▶ Page text
Publisher Canada: Immigration and Refugee Board of Canada
Author Research Directorate, Immigration and Refugee Board of Canada, Ottawa
Publication Date 13 November 2008
Citation / Document Symbol AGO102966.E
Cite as Canada: Immigration and Refugee Board of Canada, Angola: Overview of political conditions (July 2008 - October 2008), 13 November 2008, AGO102966.E, available at: http://www.refworld.org/docid/49b92b5f14.html [accessed 21 September 2014]
DisclaimerThis is not a UNHCR publication. UNHCR is not responsible for, nor does it necessarily endorse, its content. Any views expressed are solely those of the author or publisher and do not necessarily reflect those of UNHCR, the United Nations or its Member States.

Angola held parliamentary elections on 5-6 September 2008 (EISA Sept. 2008; BBC 17 Sept. 2008; Southern African News Features 30 Sept. 2008). The result was a victory for the ruling party, the Popular Movement for the Liberation of Angola (Movimento Popular de Libertação de Angola, MPLA), as it captured 191 seats in the 220-member Parliament and obtained 81.64 percent of the vote; the principal opposition, the National Union for the Total Independence of Angola (União Nacional para a Independência Total de Angola, UNITA), procured 16 seats and 10.39 percent of the vote (BBC 17 Sept. 2008; Southern Africa News Features 30 Sept. 2008). The Social Renovation Party (Partido de Renovação Social, PRS) obtained eight seats, the Angola National Freedom Front (Frente Nacional de Libertação de Angola, FNLA) received three seats, and the New Democratic Coalition (Nova Democracia, ND) won two seats (ibid.; EISA Sept. 2008).

▶ Given exercise A
Pull out each line of the listing that contains the string "hanging".
The Angola overview and the listing come from unrelated sources.

▶ Excerpted records

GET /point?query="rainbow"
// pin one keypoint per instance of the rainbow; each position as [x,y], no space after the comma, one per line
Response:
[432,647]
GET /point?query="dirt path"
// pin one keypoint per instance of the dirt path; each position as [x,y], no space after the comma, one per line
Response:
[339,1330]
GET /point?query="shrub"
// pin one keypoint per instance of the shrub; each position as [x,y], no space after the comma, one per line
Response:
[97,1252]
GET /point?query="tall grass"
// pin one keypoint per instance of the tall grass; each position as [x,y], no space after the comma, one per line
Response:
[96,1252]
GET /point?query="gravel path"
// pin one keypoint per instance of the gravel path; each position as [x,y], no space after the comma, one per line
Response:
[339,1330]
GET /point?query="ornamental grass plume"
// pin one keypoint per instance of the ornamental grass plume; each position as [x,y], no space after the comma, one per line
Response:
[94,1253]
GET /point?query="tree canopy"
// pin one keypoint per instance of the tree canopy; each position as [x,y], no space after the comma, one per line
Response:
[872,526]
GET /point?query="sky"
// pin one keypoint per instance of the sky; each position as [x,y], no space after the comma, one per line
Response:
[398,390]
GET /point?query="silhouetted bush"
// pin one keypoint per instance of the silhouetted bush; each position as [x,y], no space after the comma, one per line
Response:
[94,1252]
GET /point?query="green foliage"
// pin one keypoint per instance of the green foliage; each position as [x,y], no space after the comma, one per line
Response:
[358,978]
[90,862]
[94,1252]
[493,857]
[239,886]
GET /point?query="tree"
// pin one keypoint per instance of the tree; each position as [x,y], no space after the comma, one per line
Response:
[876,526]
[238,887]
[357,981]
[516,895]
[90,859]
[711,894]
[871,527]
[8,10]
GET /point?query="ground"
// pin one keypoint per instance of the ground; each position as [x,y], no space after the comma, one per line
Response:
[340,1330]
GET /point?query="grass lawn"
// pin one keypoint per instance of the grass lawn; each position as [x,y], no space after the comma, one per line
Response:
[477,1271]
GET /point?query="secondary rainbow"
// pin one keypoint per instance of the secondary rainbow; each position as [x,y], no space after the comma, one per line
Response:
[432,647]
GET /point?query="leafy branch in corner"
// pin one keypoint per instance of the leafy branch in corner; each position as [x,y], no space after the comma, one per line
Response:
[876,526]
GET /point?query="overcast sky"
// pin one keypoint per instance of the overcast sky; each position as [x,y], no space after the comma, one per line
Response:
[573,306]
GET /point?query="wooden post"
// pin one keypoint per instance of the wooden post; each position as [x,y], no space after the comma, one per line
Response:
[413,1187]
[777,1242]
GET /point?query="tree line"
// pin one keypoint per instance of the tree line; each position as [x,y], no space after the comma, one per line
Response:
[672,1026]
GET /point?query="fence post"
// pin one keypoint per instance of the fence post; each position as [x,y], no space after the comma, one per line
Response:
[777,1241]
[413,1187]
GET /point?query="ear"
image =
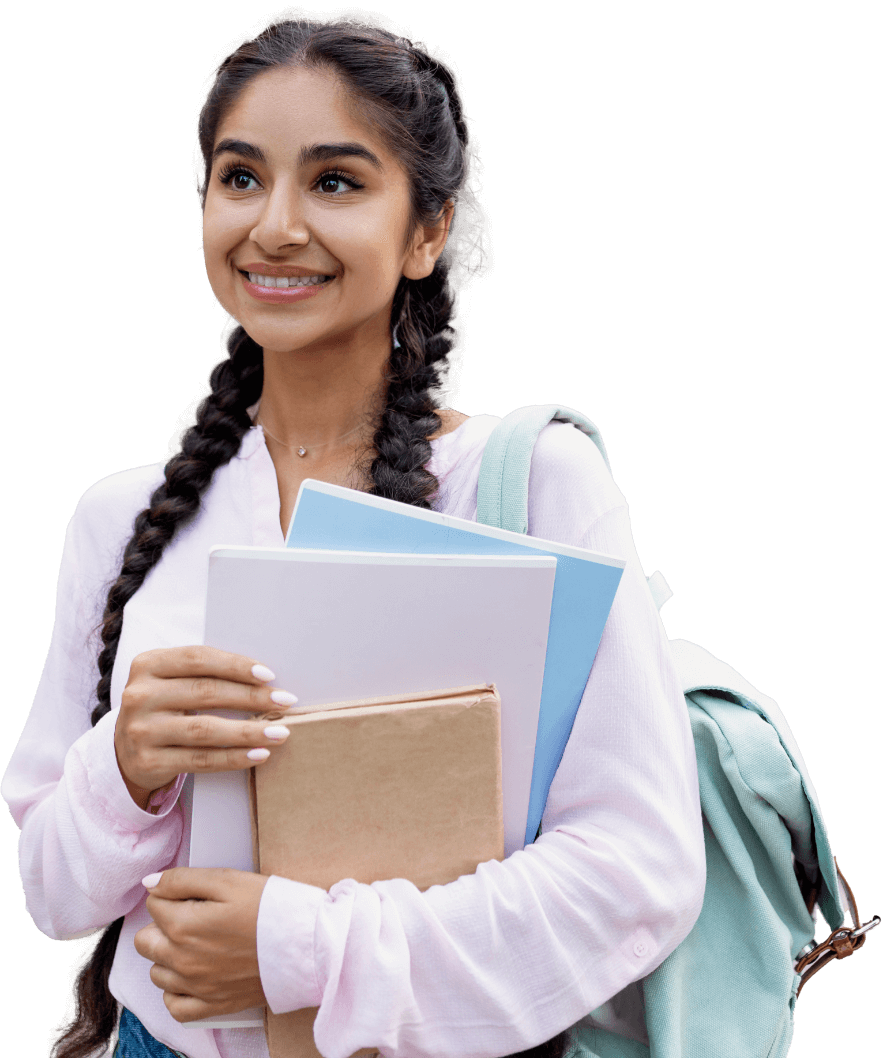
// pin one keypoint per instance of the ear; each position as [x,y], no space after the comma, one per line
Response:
[429,244]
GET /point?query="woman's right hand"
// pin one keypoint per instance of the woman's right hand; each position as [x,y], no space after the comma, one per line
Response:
[158,733]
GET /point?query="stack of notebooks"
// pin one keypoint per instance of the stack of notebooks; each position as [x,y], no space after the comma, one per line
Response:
[439,666]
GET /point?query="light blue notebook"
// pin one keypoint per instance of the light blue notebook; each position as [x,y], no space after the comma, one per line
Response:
[334,518]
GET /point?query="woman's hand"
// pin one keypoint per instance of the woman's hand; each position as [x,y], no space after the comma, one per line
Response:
[159,735]
[203,941]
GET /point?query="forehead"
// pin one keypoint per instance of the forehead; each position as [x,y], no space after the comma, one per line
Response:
[296,106]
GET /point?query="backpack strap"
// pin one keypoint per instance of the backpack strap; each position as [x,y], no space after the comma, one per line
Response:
[504,475]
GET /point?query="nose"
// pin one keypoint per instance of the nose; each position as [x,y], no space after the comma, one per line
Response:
[282,221]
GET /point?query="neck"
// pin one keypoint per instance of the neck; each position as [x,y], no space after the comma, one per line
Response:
[328,400]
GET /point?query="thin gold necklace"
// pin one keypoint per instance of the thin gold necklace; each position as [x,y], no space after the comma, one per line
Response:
[300,450]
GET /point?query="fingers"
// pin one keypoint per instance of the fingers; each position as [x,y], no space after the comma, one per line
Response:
[181,662]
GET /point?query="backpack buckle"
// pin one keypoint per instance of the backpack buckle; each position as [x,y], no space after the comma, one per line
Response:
[839,945]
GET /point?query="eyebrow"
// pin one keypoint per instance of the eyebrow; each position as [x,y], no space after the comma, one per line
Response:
[315,152]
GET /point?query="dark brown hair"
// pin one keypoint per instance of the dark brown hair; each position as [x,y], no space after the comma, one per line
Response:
[412,99]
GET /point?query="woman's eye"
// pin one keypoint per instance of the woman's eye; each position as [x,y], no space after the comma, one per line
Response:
[231,178]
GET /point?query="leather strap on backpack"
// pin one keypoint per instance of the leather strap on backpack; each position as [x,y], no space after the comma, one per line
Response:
[841,943]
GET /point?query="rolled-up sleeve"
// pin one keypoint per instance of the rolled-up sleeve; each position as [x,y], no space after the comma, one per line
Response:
[507,958]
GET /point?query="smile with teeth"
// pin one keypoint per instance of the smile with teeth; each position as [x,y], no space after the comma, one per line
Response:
[283,281]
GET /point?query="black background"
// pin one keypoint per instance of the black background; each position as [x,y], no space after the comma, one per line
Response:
[680,240]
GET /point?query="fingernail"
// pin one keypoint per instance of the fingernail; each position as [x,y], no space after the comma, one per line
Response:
[283,698]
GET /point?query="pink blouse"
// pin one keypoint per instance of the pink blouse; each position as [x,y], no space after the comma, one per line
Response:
[488,965]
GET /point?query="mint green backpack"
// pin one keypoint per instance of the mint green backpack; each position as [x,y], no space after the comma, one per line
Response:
[770,865]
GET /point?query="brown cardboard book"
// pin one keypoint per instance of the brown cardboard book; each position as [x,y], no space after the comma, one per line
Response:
[405,786]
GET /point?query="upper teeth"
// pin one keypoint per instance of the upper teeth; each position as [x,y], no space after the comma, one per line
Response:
[294,280]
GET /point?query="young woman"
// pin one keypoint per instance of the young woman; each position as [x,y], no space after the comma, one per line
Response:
[335,150]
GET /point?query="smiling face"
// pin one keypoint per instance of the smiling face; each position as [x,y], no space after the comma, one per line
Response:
[279,212]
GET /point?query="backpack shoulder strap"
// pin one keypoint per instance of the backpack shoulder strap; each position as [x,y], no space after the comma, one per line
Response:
[504,475]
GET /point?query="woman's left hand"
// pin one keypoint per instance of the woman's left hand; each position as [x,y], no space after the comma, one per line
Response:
[203,941]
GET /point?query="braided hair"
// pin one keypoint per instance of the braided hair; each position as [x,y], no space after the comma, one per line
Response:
[412,98]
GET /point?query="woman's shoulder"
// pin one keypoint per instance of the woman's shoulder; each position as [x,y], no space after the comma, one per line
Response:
[109,506]
[451,419]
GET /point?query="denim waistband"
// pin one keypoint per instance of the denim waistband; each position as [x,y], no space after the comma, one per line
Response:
[136,1042]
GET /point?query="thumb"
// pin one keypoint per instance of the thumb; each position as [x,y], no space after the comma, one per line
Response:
[187,882]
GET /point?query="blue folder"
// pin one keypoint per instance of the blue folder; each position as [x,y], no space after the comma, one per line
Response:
[333,518]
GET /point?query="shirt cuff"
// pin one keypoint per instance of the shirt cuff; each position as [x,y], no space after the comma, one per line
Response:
[106,780]
[286,944]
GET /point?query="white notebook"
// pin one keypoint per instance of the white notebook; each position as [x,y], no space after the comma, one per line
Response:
[334,625]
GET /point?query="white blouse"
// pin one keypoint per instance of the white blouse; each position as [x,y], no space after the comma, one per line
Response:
[489,965]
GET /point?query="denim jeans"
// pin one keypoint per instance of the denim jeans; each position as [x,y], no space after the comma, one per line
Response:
[136,1042]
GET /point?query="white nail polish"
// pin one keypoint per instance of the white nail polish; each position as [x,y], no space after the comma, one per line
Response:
[283,698]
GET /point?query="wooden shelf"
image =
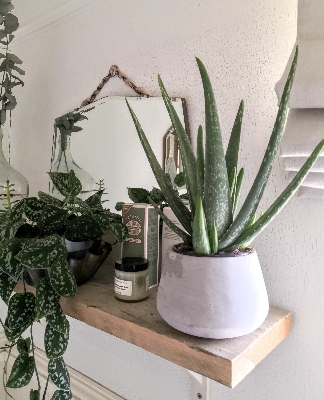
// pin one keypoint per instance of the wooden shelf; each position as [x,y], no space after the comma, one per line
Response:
[226,361]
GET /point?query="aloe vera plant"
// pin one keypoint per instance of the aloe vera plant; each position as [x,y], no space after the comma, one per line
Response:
[213,180]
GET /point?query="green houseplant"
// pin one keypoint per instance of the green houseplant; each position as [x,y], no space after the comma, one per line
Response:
[32,234]
[203,291]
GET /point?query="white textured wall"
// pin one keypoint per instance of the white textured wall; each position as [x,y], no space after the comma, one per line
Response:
[245,46]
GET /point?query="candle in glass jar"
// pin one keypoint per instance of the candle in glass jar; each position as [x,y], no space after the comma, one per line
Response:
[131,279]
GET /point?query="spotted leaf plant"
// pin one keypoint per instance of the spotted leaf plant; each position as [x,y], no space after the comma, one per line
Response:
[214,182]
[31,235]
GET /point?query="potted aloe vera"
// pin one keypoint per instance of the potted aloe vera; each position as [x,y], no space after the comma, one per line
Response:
[212,285]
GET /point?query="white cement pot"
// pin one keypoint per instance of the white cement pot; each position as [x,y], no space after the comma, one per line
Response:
[214,297]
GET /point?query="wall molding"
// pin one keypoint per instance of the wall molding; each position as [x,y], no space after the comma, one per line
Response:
[53,19]
[82,387]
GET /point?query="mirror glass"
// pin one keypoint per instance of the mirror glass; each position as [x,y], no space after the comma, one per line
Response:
[108,146]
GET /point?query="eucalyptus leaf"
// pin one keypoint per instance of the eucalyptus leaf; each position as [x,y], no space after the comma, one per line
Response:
[59,374]
[55,342]
[58,320]
[47,298]
[22,371]
[20,310]
[62,278]
[7,285]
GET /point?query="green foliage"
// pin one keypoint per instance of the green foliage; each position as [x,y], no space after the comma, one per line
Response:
[31,238]
[9,64]
[212,225]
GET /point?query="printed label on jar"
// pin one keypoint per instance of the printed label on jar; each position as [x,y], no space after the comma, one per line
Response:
[124,288]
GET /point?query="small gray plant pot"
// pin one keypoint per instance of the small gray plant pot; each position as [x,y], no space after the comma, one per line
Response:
[214,297]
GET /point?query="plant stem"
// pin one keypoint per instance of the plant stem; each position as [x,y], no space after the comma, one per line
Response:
[33,350]
[45,390]
[5,373]
[8,195]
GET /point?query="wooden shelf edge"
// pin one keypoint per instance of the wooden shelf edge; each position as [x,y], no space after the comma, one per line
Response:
[227,361]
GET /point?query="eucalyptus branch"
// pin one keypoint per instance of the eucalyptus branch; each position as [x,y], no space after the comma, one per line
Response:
[4,374]
[33,351]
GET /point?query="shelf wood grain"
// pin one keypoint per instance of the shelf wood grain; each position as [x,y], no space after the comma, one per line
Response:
[226,361]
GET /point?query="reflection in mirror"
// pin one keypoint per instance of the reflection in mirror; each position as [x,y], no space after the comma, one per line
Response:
[107,147]
[172,158]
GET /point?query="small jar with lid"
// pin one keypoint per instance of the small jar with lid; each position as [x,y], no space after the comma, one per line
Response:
[131,279]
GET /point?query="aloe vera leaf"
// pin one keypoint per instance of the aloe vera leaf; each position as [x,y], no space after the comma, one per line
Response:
[200,240]
[200,160]
[232,183]
[185,237]
[239,180]
[254,196]
[281,201]
[250,224]
[177,206]
[213,240]
[217,196]
[188,157]
[233,147]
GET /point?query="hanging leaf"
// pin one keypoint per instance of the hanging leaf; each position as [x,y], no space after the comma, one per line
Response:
[46,298]
[119,230]
[14,58]
[8,263]
[21,372]
[13,334]
[7,285]
[62,395]
[62,278]
[59,374]
[19,70]
[66,184]
[42,253]
[138,195]
[55,342]
[94,202]
[34,395]
[84,227]
[4,8]
[9,229]
[17,211]
[23,345]
[52,219]
[11,24]
[33,208]
[20,310]
[58,321]
[48,199]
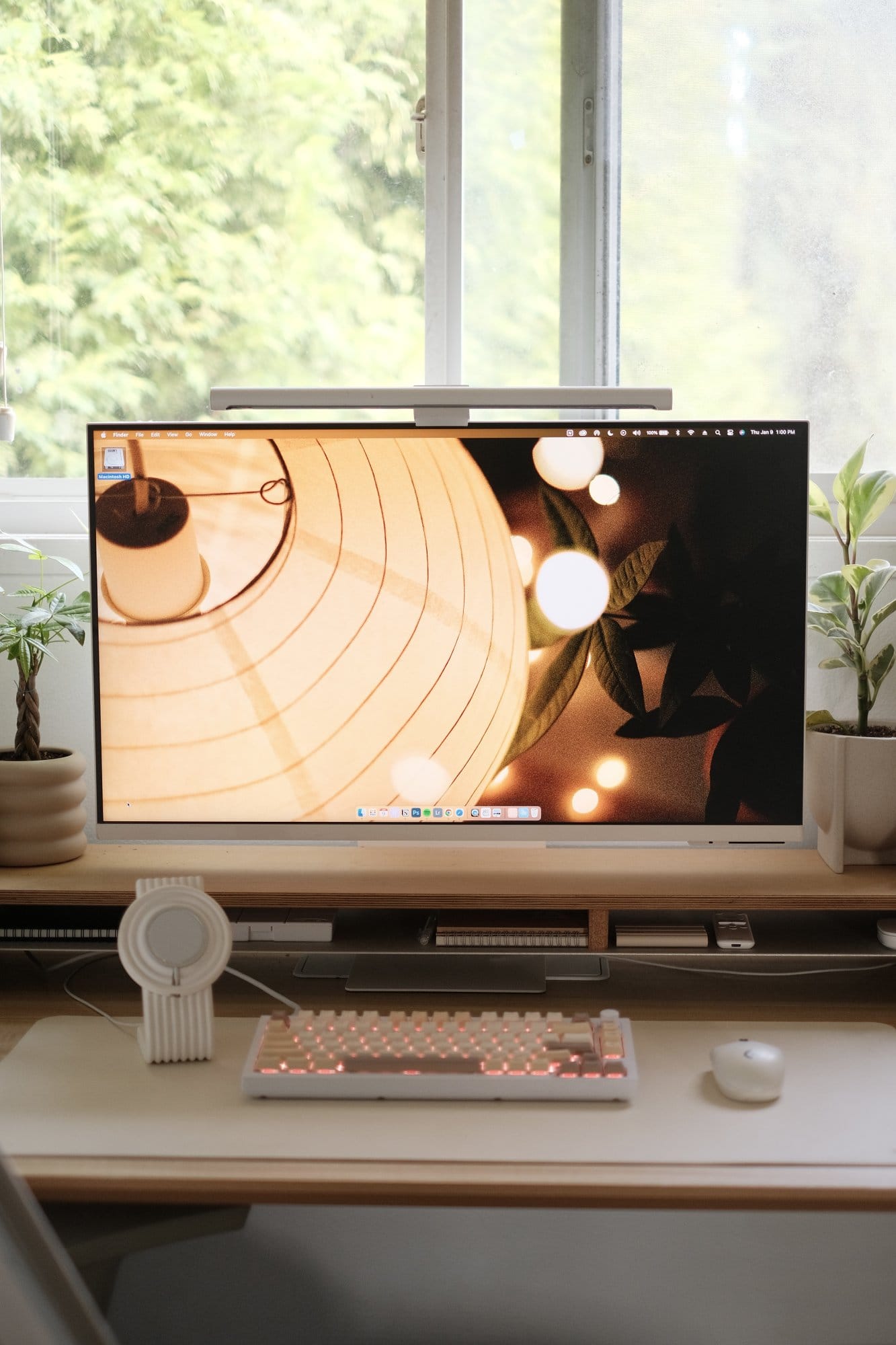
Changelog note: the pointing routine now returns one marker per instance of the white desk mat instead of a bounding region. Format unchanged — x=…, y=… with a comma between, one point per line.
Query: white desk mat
x=80, y=1087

▶ Given exercise B
Transcribe the Angola overview in full, word for word.

▶ Problem solution A
GET /point?query="hanging leaf"
// pin one keypoint per instance of the hanging leaf; each position as [x,y], no space after the comma, one per line

▶ Problem solution B
Publisher Canada: Immigration and Refugee Board of Canada
Author Research Directorate, Immigration and Refugee Board of Canada, Ottawa
Publication Date 13 November 2008
Citation / Document Symbol AGO102966.E
Cite as Canada: Immigration and Refugee Board of Canada, Angola: Overview of political conditions (July 2008 - October 2008), 13 November 2008, AGO102966.E, available at: http://www.refworld.org/docid/49b92b5f14.html [accessed 21 September 2014]
DisclaimerThis is not a UNHCR publication. UNHCR is not responsible for, nor does it necessarily endorse, its content. Any views expressed are solely those of the author or publisher and do not necessarily reflect those of UNHCR, the United Nations or its Member States.

Angola held parliamentary elections on 5-6 September 2008 (EISA Sept. 2008; BBC 17 Sept. 2008; Southern African News Features 30 Sept. 2008). The result was a victory for the ruling party, the Popular Movement for the Liberation of Angola (Movimento Popular de Libertação de Angola, MPLA), as it captured 191 seats in the 220-member Parliament and obtained 81.64 percent of the vote; the principal opposition, the National Union for the Total Independence of Angola (União Nacional para a Independência Total de Angola, UNITA), procured 16 seats and 10.39 percent of the vote (BBC 17 Sept. 2008; Southern Africa News Features 30 Sept. 2008). The Social Renovation Party (Partido de Renovação Social, PRS) obtained eight seats, the Angola National Freedom Front (Frente Nacional de Libertação de Angola, FNLA) received three seats, and the New Democratic Coalition (Nova Democracia, ND) won two seats (ibid.; EISA Sept. 2008).